**WHAT YOU SHOULD DO:**
Return all the data below as it stands, minus the pictures.

**DATA RECORDS:**
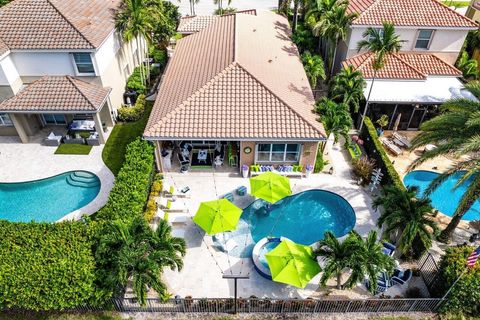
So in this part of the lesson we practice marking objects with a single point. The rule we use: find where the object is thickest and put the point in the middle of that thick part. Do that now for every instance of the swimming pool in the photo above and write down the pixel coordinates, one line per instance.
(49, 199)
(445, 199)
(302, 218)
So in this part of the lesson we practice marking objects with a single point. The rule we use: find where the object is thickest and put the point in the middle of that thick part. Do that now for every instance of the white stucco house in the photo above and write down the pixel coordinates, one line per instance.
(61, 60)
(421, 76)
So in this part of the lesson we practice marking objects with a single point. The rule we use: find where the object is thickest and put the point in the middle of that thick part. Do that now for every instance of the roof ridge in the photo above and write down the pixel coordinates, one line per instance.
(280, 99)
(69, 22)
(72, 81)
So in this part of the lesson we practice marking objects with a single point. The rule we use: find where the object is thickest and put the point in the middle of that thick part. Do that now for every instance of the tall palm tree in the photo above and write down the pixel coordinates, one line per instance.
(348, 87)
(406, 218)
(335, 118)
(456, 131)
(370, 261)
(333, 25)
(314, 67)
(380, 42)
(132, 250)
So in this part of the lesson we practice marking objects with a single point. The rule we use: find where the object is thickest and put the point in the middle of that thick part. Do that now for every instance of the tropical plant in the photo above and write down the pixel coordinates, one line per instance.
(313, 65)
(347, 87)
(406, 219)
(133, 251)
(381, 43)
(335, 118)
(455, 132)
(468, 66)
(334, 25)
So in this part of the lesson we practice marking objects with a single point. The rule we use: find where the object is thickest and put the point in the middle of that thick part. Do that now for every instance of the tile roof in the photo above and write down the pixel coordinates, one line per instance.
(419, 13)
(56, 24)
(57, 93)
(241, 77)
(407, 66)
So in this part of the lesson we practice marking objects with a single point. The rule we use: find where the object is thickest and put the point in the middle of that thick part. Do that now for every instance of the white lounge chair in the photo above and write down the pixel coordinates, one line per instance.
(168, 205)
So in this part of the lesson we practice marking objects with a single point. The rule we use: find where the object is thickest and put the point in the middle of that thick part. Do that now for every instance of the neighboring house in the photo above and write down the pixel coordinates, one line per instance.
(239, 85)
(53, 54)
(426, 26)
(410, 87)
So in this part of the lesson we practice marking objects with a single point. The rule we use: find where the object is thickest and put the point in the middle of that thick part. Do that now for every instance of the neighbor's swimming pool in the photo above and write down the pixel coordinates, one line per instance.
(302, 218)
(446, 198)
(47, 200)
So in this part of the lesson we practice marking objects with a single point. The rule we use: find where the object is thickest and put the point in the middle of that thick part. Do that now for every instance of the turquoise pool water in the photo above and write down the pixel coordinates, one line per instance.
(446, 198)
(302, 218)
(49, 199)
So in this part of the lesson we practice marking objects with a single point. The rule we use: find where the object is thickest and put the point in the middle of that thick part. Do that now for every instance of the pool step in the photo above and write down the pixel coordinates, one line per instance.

**COMPLETED EXERCISE:**
So in this part of the lesson we practice marking objects with a single point. The rule we use: find where the object is thickest and put the point in the middle of that thick part. Do that now for every instance of the swimming pool in the photo above and write down the pixel coordinates, one line per instance.
(49, 199)
(445, 199)
(302, 218)
So in this part of the lesson we practice marking objects with a single point. The rule we use: find where the object is thickest and put the point in the middle of that thick part. Do that now for every instance of the white stucco house in the photo above and write down the pixel coordinates, one line per instance.
(61, 60)
(421, 76)
So in this part of the lesson we practice marking objects with a single point. The rule we use: find where the object is thickest and put the point in the middle of that thick part. Do that now for every instance of the roof ridge in the photo above and write down the pixel coordinates, one line per instance.
(280, 99)
(69, 22)
(72, 81)
So in this part of the lesson we practice marking objects with a single point. The rule we use: find where the object is thickest and put the point in the middle of that thick part. Do that now for every instance of the tall palm tree in the photo above and write down the pixel coordinates, one line per instance.
(348, 87)
(406, 218)
(335, 118)
(456, 131)
(370, 261)
(333, 25)
(314, 67)
(380, 42)
(132, 250)
So in this part of the lesson we practice marking objects with a single point. The rule we use: find where the object is thickest and put the point in the middle of that thick part. Do that now for every instance of the tropical plant in the photo above and write down the pixel coordinates, one line per instance.
(313, 65)
(347, 87)
(406, 219)
(133, 251)
(381, 43)
(335, 118)
(455, 132)
(468, 66)
(334, 25)
So in this part of the lesson we practice marking objects with a single point. The rule we use: find where the object is thickest and put the point in the middle of that thick part. Do that now for every instance of the tile roof in the photo above and write down the pixel coordinates, one line per instance.
(419, 13)
(56, 24)
(57, 93)
(241, 77)
(407, 66)
So in this part of the lesson we practice marking objects with a single point. The rule we use: find where the object is thickest and put the point in the middle of that thick part. Do that now for every instance of the white lounge chair in the photo above and write down the pixel coordinates, one line per instance.
(168, 205)
So in this part of the lesson we practice marking objects with a single point. The rule we use: find where the object is thickest and put the point in the middle of that thick part. Do that now for every instance of the neighboring house in the photo above and write down the pixel coordinates, one line per instance.
(239, 85)
(53, 54)
(426, 26)
(410, 87)
So in this part of the lesson we practice marking objects with a single point. The rule we use: find where the object is thickest and put the point in the middle of that thick part. Do that now for every instance of the neighbor's swimming pool in the photo above and write down the pixel coordinates, one line per instance.
(302, 218)
(446, 198)
(47, 200)
So in this part of the lesson we practice marking objects with a single point. The rule we use: find where the object is thickest and put the point in the middle of that thick part. Do that now for every instance of the turquoise pool water in the photo above and write down the pixel coordinates, one line per instance.
(446, 198)
(302, 218)
(49, 199)
So in this part of the lesson we practice marking objects with a single point. The rule we use: find where the object is thickest and put the point in the middle of that thick part. Do that now for every instance of the pool step in the photo above and write down the pixel coordinates, one line per instance.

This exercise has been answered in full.